§ **Task instructions**:
Count the lines below that contain the string "rooftop", treating uppercase and lowercase as different, and reply with that number alone.

§ **Data**:
★ ★ ★ ★

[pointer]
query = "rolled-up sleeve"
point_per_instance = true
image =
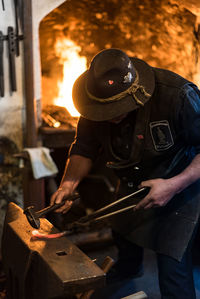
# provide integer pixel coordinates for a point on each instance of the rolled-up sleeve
(86, 142)
(189, 115)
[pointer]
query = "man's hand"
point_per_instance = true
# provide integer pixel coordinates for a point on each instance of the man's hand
(61, 194)
(161, 192)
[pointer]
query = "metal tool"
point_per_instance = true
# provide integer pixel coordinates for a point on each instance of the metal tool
(33, 217)
(16, 6)
(97, 215)
(1, 65)
(11, 51)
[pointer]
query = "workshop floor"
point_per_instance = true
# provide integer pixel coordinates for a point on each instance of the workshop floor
(148, 283)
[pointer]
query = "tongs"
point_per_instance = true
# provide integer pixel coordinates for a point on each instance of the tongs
(97, 215)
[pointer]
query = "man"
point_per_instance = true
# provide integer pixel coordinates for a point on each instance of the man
(146, 121)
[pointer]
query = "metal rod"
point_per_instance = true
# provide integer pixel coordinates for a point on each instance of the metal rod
(91, 216)
(115, 212)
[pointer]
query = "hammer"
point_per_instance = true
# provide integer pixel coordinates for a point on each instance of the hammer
(33, 217)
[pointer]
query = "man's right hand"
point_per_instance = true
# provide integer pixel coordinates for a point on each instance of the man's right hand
(61, 195)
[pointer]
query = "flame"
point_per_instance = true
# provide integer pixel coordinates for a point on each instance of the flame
(73, 66)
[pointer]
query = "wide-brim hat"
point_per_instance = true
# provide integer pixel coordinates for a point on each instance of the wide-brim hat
(113, 85)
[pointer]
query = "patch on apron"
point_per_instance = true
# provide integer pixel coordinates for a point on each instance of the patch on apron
(161, 135)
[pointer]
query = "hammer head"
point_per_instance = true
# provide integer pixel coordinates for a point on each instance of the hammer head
(32, 217)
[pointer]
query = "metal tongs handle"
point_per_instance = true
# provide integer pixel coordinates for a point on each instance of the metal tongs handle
(94, 215)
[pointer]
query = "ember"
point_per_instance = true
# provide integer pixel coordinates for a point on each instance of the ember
(73, 66)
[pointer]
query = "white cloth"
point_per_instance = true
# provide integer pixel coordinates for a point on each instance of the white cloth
(41, 162)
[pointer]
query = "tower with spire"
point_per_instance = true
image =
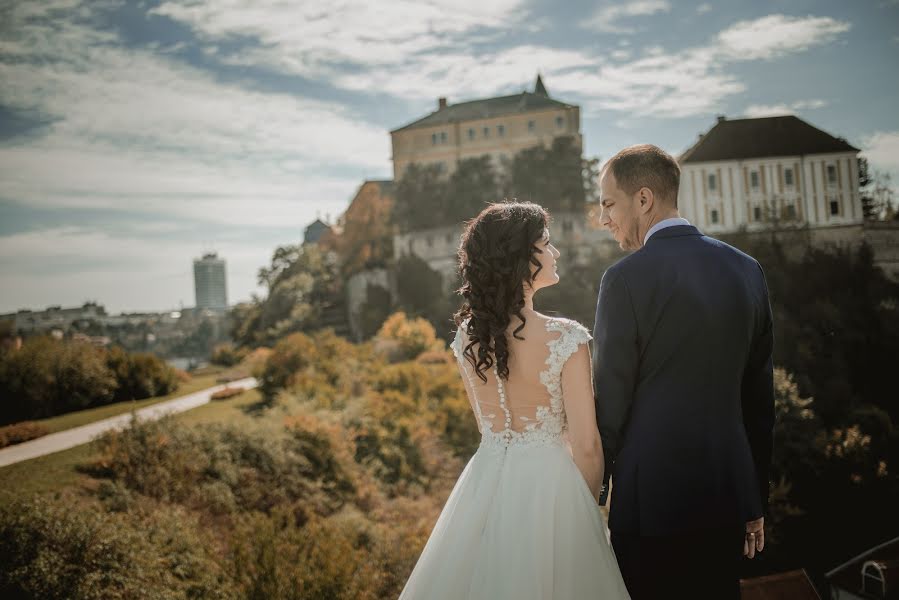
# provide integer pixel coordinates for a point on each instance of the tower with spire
(499, 127)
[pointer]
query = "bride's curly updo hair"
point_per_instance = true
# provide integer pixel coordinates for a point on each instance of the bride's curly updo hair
(495, 257)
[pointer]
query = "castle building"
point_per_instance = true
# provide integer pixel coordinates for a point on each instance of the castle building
(754, 173)
(499, 127)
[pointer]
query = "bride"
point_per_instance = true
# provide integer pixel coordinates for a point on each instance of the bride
(522, 521)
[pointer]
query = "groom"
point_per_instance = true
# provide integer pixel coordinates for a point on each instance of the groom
(684, 389)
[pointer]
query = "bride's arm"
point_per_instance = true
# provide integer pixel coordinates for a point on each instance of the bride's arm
(577, 396)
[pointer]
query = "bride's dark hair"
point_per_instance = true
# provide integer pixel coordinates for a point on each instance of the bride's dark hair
(495, 257)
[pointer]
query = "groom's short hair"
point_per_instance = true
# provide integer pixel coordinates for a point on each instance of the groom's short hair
(645, 165)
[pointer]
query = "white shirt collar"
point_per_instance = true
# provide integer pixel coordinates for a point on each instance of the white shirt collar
(663, 224)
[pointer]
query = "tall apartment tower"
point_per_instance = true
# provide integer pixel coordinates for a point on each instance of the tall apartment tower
(209, 282)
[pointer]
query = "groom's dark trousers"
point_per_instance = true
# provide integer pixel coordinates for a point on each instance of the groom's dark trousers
(685, 408)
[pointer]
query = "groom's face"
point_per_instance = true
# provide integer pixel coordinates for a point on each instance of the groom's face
(620, 213)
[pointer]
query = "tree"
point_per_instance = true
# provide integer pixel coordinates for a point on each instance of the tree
(555, 177)
(471, 187)
(421, 292)
(366, 238)
(300, 281)
(420, 194)
(374, 310)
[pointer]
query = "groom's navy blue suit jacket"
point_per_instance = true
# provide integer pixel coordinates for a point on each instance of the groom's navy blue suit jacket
(684, 385)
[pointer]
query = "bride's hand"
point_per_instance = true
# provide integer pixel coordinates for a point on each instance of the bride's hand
(754, 540)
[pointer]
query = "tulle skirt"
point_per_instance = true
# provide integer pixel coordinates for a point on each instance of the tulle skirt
(520, 523)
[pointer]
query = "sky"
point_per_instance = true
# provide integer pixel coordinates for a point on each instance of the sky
(135, 136)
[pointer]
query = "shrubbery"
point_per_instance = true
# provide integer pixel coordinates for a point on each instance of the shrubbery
(227, 355)
(21, 432)
(55, 550)
(404, 339)
(47, 377)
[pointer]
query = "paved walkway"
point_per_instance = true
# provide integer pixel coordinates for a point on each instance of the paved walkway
(63, 440)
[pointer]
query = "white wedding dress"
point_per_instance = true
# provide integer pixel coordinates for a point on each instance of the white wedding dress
(520, 522)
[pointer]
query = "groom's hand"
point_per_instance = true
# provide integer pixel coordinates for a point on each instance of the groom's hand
(754, 541)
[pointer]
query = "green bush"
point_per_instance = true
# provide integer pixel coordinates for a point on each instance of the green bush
(227, 355)
(47, 377)
(225, 468)
(21, 432)
(404, 339)
(53, 550)
(141, 375)
(288, 359)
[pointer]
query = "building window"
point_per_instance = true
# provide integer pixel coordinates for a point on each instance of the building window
(873, 580)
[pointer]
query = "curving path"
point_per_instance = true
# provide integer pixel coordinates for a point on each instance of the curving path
(63, 440)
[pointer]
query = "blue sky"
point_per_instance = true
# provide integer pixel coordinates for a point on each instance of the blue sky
(136, 135)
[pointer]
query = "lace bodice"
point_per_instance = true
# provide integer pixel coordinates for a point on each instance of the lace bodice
(534, 416)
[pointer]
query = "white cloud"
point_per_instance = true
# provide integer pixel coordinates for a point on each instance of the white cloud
(314, 39)
(769, 110)
(882, 150)
(607, 18)
(417, 51)
(129, 124)
(691, 81)
(461, 75)
(68, 266)
(775, 35)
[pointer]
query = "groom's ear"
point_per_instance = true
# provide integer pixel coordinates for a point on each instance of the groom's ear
(646, 199)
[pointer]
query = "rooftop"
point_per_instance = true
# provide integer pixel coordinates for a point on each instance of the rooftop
(486, 108)
(735, 139)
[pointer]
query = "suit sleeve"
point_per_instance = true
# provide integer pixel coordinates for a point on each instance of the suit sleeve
(757, 396)
(615, 365)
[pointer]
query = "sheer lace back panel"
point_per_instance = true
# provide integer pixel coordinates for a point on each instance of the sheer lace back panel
(527, 408)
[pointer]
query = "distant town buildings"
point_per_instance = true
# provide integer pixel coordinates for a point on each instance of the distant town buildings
(210, 283)
(755, 173)
(498, 127)
(54, 317)
(743, 175)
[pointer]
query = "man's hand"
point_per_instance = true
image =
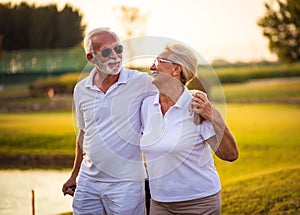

★ ★ ★ ★

§ **Result for this exercise**:
2